— Start Stored data —

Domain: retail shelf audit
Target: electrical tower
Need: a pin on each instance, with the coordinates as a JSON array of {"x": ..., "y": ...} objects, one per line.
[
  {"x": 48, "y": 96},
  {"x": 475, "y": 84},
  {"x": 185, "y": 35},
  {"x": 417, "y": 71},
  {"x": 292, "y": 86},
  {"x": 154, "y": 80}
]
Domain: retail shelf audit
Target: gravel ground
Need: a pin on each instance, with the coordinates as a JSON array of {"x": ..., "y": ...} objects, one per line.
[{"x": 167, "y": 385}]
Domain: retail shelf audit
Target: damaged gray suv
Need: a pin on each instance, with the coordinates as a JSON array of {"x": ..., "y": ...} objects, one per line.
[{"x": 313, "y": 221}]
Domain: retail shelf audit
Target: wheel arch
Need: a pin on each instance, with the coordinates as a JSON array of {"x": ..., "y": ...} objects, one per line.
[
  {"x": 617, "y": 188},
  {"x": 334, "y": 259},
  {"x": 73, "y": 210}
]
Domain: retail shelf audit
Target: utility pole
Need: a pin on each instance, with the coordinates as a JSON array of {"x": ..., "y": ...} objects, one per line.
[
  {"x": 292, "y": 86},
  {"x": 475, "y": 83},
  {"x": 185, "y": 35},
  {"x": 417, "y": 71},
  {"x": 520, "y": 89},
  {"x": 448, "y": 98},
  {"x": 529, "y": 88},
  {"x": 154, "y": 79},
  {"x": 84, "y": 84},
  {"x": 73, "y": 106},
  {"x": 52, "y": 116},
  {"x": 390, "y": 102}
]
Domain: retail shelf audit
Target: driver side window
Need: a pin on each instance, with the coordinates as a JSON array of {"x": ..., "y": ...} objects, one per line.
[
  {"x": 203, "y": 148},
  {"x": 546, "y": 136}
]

— End Stored data —

> [What you should do] Rewrite the data above, changing every "retail shelf audit" to "roadside inspection" and keeping all other text the same.

> [Reply]
Domain: roadside inspection
Target: electrical tower
Need: a pin on each instance, with the coordinates as a JSON array of {"x": ..., "y": ...} objects, one per line.
[
  {"x": 48, "y": 96},
  {"x": 475, "y": 84},
  {"x": 185, "y": 35},
  {"x": 417, "y": 71},
  {"x": 292, "y": 86},
  {"x": 154, "y": 80}
]
Domain: roadside inspection
Target: gravel ground
Need: a pin on each instance, with the coordinates as a JSON array of {"x": ..., "y": ...} objects, one per line.
[{"x": 167, "y": 385}]
Domain: roadside inspection
Target: damaged gray suv
Need: a pin on each instance, with the coordinates as a JSON array of {"x": ..., "y": ...} objects, one per line.
[{"x": 313, "y": 221}]
Domain: roadside inspection
Target: wheel arch
Need: a pin on each instance, with the coordinates as a JSON array of {"x": ..., "y": ...} objects, one per line.
[
  {"x": 617, "y": 188},
  {"x": 334, "y": 259},
  {"x": 73, "y": 210}
]
Domain: roadside inspection
Target: utility pole
Need: a pin on each instance, with the coordinates as a JSON array of {"x": ..., "y": ...} objects, one per line.
[
  {"x": 292, "y": 86},
  {"x": 475, "y": 83},
  {"x": 185, "y": 35},
  {"x": 417, "y": 71},
  {"x": 520, "y": 89},
  {"x": 448, "y": 98},
  {"x": 529, "y": 88},
  {"x": 154, "y": 79},
  {"x": 84, "y": 84},
  {"x": 73, "y": 106},
  {"x": 52, "y": 116},
  {"x": 390, "y": 102}
]
Domain: roadside inspection
Target: driver side window
Need: a pin on each instance, with the coordinates as a JSON array of {"x": ..., "y": ...} objects, one per line.
[
  {"x": 203, "y": 148},
  {"x": 546, "y": 136}
]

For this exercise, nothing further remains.